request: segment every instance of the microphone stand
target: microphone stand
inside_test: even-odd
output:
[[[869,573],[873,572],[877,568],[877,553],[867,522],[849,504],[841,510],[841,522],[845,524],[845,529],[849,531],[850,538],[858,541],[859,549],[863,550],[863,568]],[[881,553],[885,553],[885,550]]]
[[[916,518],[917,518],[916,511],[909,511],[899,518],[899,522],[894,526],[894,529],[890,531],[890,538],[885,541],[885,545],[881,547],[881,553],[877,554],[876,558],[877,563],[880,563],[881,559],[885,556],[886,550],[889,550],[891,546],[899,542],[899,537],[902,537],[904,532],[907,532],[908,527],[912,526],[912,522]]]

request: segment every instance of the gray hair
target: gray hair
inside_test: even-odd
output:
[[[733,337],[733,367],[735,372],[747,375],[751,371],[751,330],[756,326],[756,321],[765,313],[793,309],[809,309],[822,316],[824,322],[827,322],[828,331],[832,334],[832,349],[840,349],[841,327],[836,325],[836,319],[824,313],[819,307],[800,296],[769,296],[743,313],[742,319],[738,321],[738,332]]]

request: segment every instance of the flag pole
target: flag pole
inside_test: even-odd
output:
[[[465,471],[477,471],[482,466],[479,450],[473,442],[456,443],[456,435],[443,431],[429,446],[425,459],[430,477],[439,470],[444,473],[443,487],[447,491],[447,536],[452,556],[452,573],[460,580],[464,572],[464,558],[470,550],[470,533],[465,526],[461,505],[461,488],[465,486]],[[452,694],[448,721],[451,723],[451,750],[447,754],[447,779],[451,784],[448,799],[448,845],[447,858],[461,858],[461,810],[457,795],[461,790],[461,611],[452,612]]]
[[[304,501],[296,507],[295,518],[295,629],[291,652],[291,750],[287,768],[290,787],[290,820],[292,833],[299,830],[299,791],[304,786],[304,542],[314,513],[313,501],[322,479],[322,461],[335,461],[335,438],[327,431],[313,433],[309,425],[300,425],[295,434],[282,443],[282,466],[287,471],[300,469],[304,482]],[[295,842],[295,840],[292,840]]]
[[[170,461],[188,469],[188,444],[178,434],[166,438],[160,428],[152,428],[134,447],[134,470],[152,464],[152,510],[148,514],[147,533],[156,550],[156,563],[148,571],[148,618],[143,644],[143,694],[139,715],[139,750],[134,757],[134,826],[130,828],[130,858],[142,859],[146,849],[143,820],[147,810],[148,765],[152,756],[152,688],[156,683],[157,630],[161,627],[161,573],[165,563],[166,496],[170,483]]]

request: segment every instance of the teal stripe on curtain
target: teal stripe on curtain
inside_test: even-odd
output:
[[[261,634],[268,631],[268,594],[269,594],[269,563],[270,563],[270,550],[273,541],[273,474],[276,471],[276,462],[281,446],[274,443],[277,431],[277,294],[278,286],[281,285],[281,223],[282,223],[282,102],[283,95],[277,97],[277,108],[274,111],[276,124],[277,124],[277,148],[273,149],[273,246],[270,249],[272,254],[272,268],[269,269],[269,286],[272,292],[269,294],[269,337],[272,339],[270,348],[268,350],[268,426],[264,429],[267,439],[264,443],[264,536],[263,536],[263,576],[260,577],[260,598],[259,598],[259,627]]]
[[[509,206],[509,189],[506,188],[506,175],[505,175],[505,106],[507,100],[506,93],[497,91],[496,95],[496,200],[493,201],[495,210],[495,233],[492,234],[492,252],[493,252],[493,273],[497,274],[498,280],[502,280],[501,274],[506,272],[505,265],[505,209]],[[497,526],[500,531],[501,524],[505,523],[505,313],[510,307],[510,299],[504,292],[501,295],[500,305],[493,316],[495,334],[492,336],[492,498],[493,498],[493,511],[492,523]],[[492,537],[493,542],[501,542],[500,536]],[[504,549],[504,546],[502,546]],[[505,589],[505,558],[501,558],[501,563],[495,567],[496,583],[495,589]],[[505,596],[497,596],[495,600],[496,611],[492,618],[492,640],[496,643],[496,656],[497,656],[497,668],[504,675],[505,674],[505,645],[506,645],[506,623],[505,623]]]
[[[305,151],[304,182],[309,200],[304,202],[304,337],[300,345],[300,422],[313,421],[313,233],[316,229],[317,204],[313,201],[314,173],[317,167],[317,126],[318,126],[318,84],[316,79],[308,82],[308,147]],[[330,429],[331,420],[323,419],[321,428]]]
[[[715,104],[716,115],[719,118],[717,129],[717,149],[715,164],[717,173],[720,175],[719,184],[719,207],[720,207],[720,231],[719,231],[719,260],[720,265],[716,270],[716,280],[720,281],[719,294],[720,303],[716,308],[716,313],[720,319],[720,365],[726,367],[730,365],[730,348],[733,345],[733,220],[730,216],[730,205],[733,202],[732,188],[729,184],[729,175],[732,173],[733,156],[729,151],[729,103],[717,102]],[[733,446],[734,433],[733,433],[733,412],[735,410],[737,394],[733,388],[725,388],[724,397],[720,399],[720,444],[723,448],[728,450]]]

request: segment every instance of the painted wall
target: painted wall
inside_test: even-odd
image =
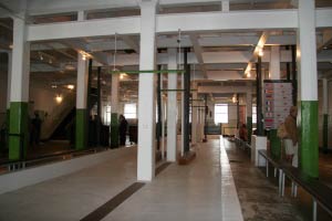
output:
[[[7,53],[0,53],[0,127],[6,119],[7,110],[7,72],[8,72],[8,55]]]
[[[329,148],[332,149],[332,81],[329,82]],[[322,125],[323,125],[323,86],[319,84],[319,146],[322,147]]]

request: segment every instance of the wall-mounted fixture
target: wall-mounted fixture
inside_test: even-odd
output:
[[[69,90],[74,90],[75,86],[74,86],[73,84],[69,84],[69,85],[66,85],[66,88],[69,88]]]
[[[56,94],[56,96],[55,96],[55,102],[56,102],[58,104],[60,104],[60,103],[62,102],[62,99],[63,99],[62,95],[61,95],[61,94]]]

★ ★ ★ ★ ★

- EXERCISE INSTRUCTIONS
Set down exactly and only the lines from the line that contains "request: segment every instance of the painted" through the last line of the entries above, with both of those lines included and the pictures left out.

- THE OUTPUT
request: segment every instance of the painted wall
target: painted wall
inside_test: even-odd
image =
output:
[[[7,53],[0,53],[0,127],[6,119],[7,110],[7,72],[8,72],[8,55]]]
[[[329,148],[332,149],[332,81],[329,82]],[[322,125],[323,125],[323,86],[319,84],[319,146],[322,147]]]

request: segment every instance of the wall-mounted fixture
target: wall-mounted fixture
inside_test: even-odd
output:
[[[69,90],[74,90],[75,86],[74,86],[73,84],[69,84],[69,85],[66,85],[66,88],[69,88]]]
[[[56,94],[56,96],[55,96],[55,102],[56,102],[58,104],[60,104],[60,103],[62,102],[62,99],[63,99],[62,95],[61,95],[61,94]]]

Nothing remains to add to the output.